### STATED GOAL 1
In the sham-justice passage, copy everything from "Judges – frustrated" down to "a fair trial.", swapping "draconian" for "harsh".
### STATED GOAL 2
Pull out every line of the records that contains the word "wall", matching case exactly.

### SOURCE
***

But the message is gaining traction because people are realising the liberating truth being so dramatically and authentically presented. And this is precisely when they step up the harassment, so take heart because it’s then you really know you’re cutting through.
Sham Justice: Kangaroo Courts and Show Trials

Ten of Palestine Action’s Filton 18 – some of the young people who’ve taken direct action against the Gaza genocide and been denied bail for months. Photo from FREE THE FILTON 18 poster
We’re seeing young people arrested by counter-terror police for non-violent direct action against genocide – a cynical manoeuvre to paint them as terrorists and allow for normal due process to be suspended – but then not charged under terror legislation (because, as was already perfectly clear, they’re not terrorists but protesters). Denied bail for months and ongoing as a form of pretrial punishment because they’ve been so effective.
Judges – frustrated because juries were constantly declaring protesters innocent on a public interest defence – preventing evidence of either motivation or public interest; a draconian hobbling of the right to a fair trial.
Jesus is hauled off in the dead of night to endure a multi-pronged show trial (replete with a hastily assembled ‘court of public opinion’ – rent-a-mob assets screaming for his blood) from the religious court to the court of Empire – which juggles him between jurisdictions and finally accedes to the demands of the religious leaders for the death sentence.
The guards who’ve arrested Jesus, knowing he’s seen as a prophet, now gather round him and amuse themselves by blindfolding, slapping and punching him, yelling: “Prophesy! Who hit you?” while they wait for the arrival of the religious Council, comprising the court for his first trial.
This is the ruling hierarchy of his own national and religious heritage. It is a community dominated by an oppressive religious elite who are riddled with contempt for the people supposedly in their cure, and which has literally been out to get him since he preached his first sermon. So Jesus takes the revolutionary words in Isaiah and applying them prophetically to that moment and himself – infuriating them further by illustrating (from their own Scriptures) that their status was not entitlement; God cares for all humanity (whereupon they tried to throw him over the cliff):
The Spirit of the LORD is upon Me,
Because He has anointed Me To preach good news to the poor;
He has sent Me to heal the broken-hearted,
To proclaim liberty to the captives
And recovery of sight to the blind,
To set at liberty those who are oppressed
In the Council, they’re looking for the death penalty on a charge of sacrilege, a supreme irony given what they’re doing. ‘Witnesses’ twist things he’s said, but their ‘testimony’ is contradictory. Jesus asks them which of his good deeds they have arrested him for. They refuse to answer, so he doesn’t respond to them either, until they ask him directly: “Are you the Son of God?” To which he replies: “You said it”. And the High Priest cries “Blasphemy!” ritually tearing his garments and challenging the court to arrive at the ‘correct’ verdict: “You’ve heard him yourselves, now! What’s your decision?” And they duly deliver.
Under Roman rule, they can’t put Jesus to death, so they drag him off to the Roman governor (Pontius Pilate), who, after some questioning of Jesus which obviously mystifies him, tries to pass the buck by sending him to Herod Antipas (who’d previously had John the Baptist beheaded), Rome’s client ruler of Jesus’ home region, visiting the area. This mends the difficult relationship between the two governors, and they become allies. But it doesn’t progress anything with respect to Jesus, beyond being viciously abused by another set of soldiers, then passed back to the first governor.

***

### STORED RECORDS
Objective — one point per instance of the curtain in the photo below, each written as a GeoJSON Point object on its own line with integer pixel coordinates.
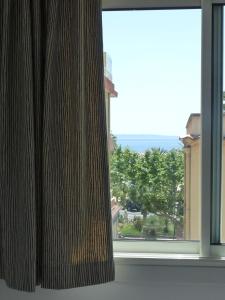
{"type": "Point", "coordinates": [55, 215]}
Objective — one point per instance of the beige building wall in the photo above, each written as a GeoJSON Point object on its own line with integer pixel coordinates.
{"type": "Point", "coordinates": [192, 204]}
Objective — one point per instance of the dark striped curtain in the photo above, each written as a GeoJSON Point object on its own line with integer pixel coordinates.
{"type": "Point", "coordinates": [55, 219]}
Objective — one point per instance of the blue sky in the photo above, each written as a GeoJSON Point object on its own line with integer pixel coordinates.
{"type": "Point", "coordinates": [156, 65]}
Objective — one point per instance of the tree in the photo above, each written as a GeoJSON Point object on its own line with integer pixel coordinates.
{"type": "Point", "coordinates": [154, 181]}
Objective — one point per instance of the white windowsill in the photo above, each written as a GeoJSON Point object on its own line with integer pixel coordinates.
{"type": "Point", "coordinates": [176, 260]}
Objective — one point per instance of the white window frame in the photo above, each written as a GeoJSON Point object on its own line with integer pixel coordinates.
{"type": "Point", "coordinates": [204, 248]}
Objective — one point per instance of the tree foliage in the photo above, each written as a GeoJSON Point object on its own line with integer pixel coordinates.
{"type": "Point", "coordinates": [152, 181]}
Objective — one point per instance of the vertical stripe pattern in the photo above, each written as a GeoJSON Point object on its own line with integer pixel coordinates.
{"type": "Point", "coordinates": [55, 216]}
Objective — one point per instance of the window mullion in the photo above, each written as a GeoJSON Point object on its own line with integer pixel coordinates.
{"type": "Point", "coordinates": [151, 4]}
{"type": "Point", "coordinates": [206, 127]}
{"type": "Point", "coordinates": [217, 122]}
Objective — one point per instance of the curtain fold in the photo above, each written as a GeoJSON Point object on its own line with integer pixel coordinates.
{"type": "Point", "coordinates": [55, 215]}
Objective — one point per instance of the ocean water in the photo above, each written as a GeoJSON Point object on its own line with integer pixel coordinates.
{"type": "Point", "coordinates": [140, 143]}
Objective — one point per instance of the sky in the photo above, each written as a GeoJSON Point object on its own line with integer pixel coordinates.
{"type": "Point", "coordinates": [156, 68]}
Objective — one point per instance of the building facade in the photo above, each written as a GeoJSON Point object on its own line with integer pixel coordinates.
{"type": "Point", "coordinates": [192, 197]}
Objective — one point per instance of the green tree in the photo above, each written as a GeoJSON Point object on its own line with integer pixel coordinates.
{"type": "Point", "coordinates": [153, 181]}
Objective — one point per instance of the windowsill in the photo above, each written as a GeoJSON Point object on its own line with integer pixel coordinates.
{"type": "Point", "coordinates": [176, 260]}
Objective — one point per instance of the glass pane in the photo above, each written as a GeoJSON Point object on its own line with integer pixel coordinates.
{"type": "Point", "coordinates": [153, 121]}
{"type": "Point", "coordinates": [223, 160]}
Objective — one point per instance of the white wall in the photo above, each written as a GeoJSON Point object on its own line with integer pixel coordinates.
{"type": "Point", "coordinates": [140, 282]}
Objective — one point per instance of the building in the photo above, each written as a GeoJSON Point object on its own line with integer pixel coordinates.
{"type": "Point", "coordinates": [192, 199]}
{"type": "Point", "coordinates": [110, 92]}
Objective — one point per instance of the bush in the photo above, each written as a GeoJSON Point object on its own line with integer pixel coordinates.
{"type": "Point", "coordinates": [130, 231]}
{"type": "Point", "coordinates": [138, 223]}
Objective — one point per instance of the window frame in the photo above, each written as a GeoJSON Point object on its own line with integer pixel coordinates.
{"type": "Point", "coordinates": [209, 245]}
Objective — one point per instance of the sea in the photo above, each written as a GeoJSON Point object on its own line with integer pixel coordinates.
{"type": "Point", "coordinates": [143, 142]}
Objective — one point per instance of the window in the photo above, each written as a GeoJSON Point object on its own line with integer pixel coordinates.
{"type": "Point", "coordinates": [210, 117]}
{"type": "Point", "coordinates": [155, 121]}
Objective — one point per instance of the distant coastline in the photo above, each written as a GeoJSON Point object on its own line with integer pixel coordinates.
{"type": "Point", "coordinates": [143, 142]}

***

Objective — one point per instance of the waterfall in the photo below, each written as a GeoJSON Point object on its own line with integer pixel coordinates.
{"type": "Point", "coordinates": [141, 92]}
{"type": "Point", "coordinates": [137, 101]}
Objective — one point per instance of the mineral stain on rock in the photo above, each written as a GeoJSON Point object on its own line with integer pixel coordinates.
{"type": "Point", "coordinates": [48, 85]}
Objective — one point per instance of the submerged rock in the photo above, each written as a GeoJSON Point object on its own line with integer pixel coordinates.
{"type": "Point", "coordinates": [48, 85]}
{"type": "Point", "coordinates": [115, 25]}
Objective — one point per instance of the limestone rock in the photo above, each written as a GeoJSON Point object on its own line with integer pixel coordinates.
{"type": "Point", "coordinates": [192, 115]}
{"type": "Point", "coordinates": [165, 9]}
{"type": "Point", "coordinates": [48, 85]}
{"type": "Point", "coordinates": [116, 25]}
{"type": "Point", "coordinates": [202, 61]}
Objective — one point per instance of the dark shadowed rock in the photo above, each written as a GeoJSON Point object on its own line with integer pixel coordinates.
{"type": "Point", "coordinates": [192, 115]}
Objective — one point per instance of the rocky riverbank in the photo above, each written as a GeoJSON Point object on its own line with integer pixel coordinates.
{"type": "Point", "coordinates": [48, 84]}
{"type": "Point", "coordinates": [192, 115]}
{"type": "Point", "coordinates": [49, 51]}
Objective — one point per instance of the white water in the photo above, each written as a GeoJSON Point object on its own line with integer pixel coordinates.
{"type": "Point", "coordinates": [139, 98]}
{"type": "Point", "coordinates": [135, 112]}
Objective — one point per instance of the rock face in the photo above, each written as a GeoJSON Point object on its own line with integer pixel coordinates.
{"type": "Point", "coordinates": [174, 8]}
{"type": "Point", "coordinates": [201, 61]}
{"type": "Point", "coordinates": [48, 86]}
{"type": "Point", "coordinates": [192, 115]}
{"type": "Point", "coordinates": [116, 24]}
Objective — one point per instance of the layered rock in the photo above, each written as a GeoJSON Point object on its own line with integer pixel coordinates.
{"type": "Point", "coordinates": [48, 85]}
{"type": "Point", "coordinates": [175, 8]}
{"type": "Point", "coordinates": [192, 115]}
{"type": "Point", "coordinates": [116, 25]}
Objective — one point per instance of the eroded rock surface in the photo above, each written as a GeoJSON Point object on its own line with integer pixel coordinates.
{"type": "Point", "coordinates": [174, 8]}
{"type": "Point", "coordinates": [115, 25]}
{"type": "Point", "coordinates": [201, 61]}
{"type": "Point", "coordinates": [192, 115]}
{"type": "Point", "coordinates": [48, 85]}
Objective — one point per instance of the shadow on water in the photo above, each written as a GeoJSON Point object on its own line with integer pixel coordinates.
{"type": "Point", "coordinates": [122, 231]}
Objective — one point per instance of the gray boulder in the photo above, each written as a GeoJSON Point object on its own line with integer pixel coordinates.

***

### RESULT 1
Judges – frustrated because juries were constantly declaring protesters innocent on a public interest defence – preventing evidence of either motivation or public interest; a harsh hobbling of the right to a fair trial.

### RESULT 2
Objective — one point per instance of the beige building wall in the photo above, each written as a GeoJSON Point object on its own line with integer pixel coordinates.
Objective — one point per instance of the white wall in the photo above, each written as a GeoJSON Point object on its own line with integer pixel coordinates.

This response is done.